• [Source extract]:
◆ ◆ ◆

Patronage, like art, was a complex matter. Many patrons were lay men and women who wanted a religious painting for their house; many were corporate and ecclesiastical, such as religious brotherhoods who wished a painting on the theme of the saint after whom their church was named; many were corporate and secular, such as the wool guild, who might wish to illustrate a specific theme; many were individual and ecclesiastical, such as the popes, archbishops, and bishops of the church; and there was always the state, as when the Florentine government commissioned Michelangelo to make a bronze David (as opposed to his marble David). Patrons could and did dictate the trends in themes, the use of materials, the placement of finished objects. Thus commerce, prestige, a sense of place, the desire to honor an occasion, and social customs all shaped art and were in turn shaped by the artists’ responses to their commissions.

Renaissance artists at first painted classical and pagan subjects like Jupiter or Venus as just another lord and lady of the chivalric class. Later they restored the sense of historical appropriateness by using classical settings and painting the figures in the nude; at the same time, however, they also created an otherworldly quality. When Botticelli was commissioned by the Medici to do The Birth of Venus (1485), he made the goddess, emerging full grown from a seashell, more ethereal than sensual, and he placed the figures in the arrangement usual for the baptism of Christ. In Primavera (c. 1478), Botticelli’s allegory of spring, the chief figures—Mercury, Venus, the Three Graces, Flora (bedecked with blossoms), and Spring herself (wafted in by the West Wind)—are all youthful, delicate, and serene.

Leonardo da Vinci completed relatively few pictures, since his scientific activities consumed much of his energy. Moreover, his celebrated fresco, The Last Supper (1495— 1498), began to deteriorate during his own lifetime because the mold on the damp monastery wall in Milan destroyed the clarity of the oil pigments he used. Luckily, Leonardo’s talent and his extraordinary range of interests can also be studied in his drawings and notebooks. The drawings include preliminary sketches of paintings, fanciful war machines, and doodles, along with realistic portrayals of human embryos and of deformed suffering individuals.

In composing The Last Supper Leonardo departed dramatically from previous interpretations. He divided the apostles into four groups of three men around the central figure of Christ. His second departure was to choose the tense moment when Jesus announced the coming betrayal, and to place Judas among the apostles, relying on facial expression and bodily posture to convey the guilt of the one and the consternation of the others.

Michelangelo Buonarotti (1475-1564), though best known as a sculptor, ranks among the immortals of painting as a result of the frescoes he executed for the Sistine Chapel in the Vatican. He covered a huge area with 343 separate figures and spent four years working almost alone, assisted only by a plasterer and a color mixer, painting on his back atop a scaffold, sometimes not even descending for his night’s rest.

He began over the chapel entrance with The Drunkenness of Noah and ended over the altar with The Creation. God appears repeatedly. Hovering over the waters, he is benign; giving life to the motionless Adam or directing Eve to arise, he is gently commanding; creating the sun and the moon, he is the formidable, all-powerful deity.

Both Michelangelo and Leonardo had received their artistic training in Florence. Titian (1477-1576) was identified with Venice, and the rich reds and purples that are his hallmark exemplify the flamboyance and pageantry of that city. At the start he was engaged to do frescoes for the Venetian headquarters of German merchants, and he went on to portraits of rich merchants, Madonnas, altarpieces for churches and monasteries, and a great battle scene for the palace of the doge. He was offered commissions by half the despots of Italy and crowned heads of Europe.

◆ ◆ ◆

• [Brief 1]: Set down, word for word, the part of the passage on Renaissance art starting with "He began over" and going on through "formidable, all-powerful deity.".
• [Brief 2]: List everything the passage on Renaissance art says Leonardo's drawings include.
This material has nothing to do with the passage on Renaissance art.

• [Data excerpts]:
◆ ◆ ◆

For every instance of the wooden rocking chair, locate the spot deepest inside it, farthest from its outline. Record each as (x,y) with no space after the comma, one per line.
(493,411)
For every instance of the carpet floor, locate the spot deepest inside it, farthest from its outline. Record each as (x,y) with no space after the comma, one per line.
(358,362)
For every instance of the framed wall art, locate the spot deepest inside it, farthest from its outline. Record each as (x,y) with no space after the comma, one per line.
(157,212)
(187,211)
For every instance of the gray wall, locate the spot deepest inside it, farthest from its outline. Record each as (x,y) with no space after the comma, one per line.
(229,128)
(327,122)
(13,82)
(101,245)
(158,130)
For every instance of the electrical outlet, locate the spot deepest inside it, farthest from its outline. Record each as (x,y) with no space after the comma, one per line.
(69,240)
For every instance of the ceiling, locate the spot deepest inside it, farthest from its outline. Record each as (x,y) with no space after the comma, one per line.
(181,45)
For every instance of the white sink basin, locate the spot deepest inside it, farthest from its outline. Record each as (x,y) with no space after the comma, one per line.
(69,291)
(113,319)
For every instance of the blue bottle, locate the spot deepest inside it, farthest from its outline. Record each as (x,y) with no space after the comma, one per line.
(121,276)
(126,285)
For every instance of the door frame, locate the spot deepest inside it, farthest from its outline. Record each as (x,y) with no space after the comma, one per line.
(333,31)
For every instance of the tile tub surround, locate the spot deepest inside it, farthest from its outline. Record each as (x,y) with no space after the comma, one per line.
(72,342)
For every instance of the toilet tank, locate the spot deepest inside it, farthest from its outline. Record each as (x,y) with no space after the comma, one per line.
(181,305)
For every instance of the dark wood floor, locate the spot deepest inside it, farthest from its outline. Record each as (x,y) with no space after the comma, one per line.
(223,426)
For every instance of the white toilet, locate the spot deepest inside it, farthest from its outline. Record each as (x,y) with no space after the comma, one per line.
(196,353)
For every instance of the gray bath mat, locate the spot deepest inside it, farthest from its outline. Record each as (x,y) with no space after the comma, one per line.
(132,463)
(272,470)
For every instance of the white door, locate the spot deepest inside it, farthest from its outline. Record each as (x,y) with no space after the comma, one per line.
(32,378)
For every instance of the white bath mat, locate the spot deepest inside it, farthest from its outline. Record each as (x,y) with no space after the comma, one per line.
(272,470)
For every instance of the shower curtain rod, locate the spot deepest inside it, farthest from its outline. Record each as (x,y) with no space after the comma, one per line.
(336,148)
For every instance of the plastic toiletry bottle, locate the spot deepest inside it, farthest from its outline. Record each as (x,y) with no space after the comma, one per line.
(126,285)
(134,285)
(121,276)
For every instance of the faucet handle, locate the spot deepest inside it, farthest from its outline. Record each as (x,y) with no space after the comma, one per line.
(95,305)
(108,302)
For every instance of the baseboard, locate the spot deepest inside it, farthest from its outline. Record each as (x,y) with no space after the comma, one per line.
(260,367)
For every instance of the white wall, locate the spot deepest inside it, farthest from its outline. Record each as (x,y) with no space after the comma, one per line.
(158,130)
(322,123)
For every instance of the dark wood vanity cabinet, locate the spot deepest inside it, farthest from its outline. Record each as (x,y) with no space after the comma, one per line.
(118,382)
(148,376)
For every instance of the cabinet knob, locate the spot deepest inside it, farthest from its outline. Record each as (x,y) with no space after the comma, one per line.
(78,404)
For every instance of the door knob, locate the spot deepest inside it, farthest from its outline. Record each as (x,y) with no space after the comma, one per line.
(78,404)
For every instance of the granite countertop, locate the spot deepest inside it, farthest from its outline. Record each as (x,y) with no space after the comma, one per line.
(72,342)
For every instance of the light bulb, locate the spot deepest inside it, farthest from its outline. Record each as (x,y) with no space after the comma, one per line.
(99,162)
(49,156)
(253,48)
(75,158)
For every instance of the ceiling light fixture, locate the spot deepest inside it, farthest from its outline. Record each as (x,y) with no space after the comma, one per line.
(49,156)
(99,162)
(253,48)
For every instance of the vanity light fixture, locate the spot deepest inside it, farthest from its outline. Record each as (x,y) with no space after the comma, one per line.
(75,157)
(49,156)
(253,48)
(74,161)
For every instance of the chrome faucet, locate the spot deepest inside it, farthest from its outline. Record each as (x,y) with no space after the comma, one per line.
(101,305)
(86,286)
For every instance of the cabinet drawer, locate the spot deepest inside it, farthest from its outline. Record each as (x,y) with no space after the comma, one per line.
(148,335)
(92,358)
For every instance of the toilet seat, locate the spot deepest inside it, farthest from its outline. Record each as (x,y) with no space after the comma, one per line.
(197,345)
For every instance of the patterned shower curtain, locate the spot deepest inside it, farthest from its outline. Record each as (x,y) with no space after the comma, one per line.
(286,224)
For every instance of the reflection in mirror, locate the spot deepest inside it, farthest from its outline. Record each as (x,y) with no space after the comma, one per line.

◆ ◆ ◆

• [Reply 1]:
He began over the chapel entrance with The Drunkenness of Noah and ended over the altar with The Creation. God appears repeatedly. Hovering over the waters, he is benign; giving life to the motionless Adam or directing Eve to arise, he is gently commanding; creating the sun and the moon, he is the formidable, all-powerful deity.

• [Reply 2]:
- Preliminary sketches of paintings
- Fanciful war machines
- Doodles
- Realistic portrayals of human embryos
- Realistic portrayals of deformed suffering individuals